Angular Velocity Problem - Merry Go Round

[vm310]

A 4.8m diameter merry-go-round is rotating freely with an angular velocity of 0.8rad/s. Its total moment of inertia is 1950(kg)(m²). Skid, Mitch, Larry, and Greezy all jump on at the same time. They each have a mass of 65kg.What is the angular velocity now?



Relevant equations
[tex]\omega=\frac{v}{r}[/tex]

[tex]I=\frac{1}{2}[/tex]mv²

The Attempt at a Solution

I'm totally lost. Someone please give me a hint

Thanks

 

[cepheid]

[tex]I=\frac{1}{2}[/tex]mv²

This is not actually correct. 1/2 mv^2 is the formula for kinetic energy. The moment of inertia of a rotating body is something totally different, and it depends on both the mass of the body and its shape. But you don't have to worry about how to calculate it, because the problem *gives* you its numerical value right from the start.

I'm totally lost. Someone please give me a hint

There is a relationship between moment of inertia, angular velocity, and angular momentum. If you look at it closely, it should become clear what to do.

EDIT: Hint 1 - One of these three quantities changes after the kids jump on, as compared to before, which results in a change in another one of the quantities.

Hint 2 - As is often the case in physics, a general conservation law is what allows us to understand how the system will respond after the change has occurred.

 

[vm310]

Thank you for the quick response. I know that,

[tex]L=I\omega[/tex]

and that,

[tex]L=mvr[/tex]

I know I'm supposed to sum the masses of everyone who jumps on, but am I suppose to sum the radius also?

 

[cepheid]

Thank you for the quick response. I know that,

[tex]L=I\omega[/tex]

Right, and the quantity that changes (before vs. after) is the moment of inertia of the merry go round, because now it has the additional individual moments of inertia of the people standing on it. If you can figure out by how much I changes, you can figure out how much omega changes (because angular momentum is conserved).

 

[vm310]

Thanks cepheid I got it!

Exercise 1 ::
Answer these from the merry-go-round thread, one line each:
(a) What total moment of inertia does the problem give for the merry-go-round?
(b) According to cepheid, what is 1/2 mv² actually the formula for?
(c) In cepheid's final reply, which quantity changes from before to after the people jump on?
Exercise 2 ::
Name everyone the merry-go-round thread says jumps onto the merry-go-round.
Exercise 3 ::
From the merry-go-round thread, output the passage that begins at the words "This is not" and ends after the words "change has occurred.".

Data shown ::
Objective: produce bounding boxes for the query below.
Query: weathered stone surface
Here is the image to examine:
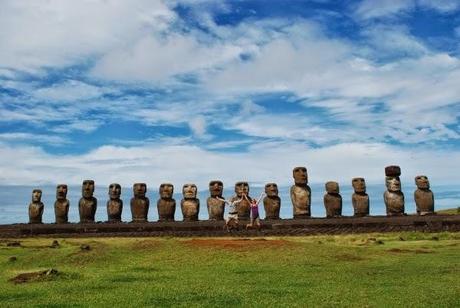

Written response 1 ::
(a) 1950 kg·m²
(b) Kinetic energy
(c) The moment of inertia of the merry-go-round

Written response 2 ::
Skid, Mitch, Larry, Greezy

Written response 3 ::
This is not actually correct. 1/2 mv^2 is the formula for kinetic energy. The moment of inertia of a rotating body is something totally different, and it depends on both the mass of the body and its shape. But you don't have to worry about how to calculate it, because the problem *gives* you its numerical value right from the start.

I'm totally lost. Someone please give me a hint

There is a relationship between moment of inertia, angular velocity, and angular momentum. If you look at it closely, it should become clear what to do.

EDIT: Hint 1 - One of these three quantities changes after the kids jump on, as compared to before, which results in a change in another one of the quantities.

Hint 2 - As is often the case in physics, a general conservation law is what allows us to understand how the system will respond after the change has occurred.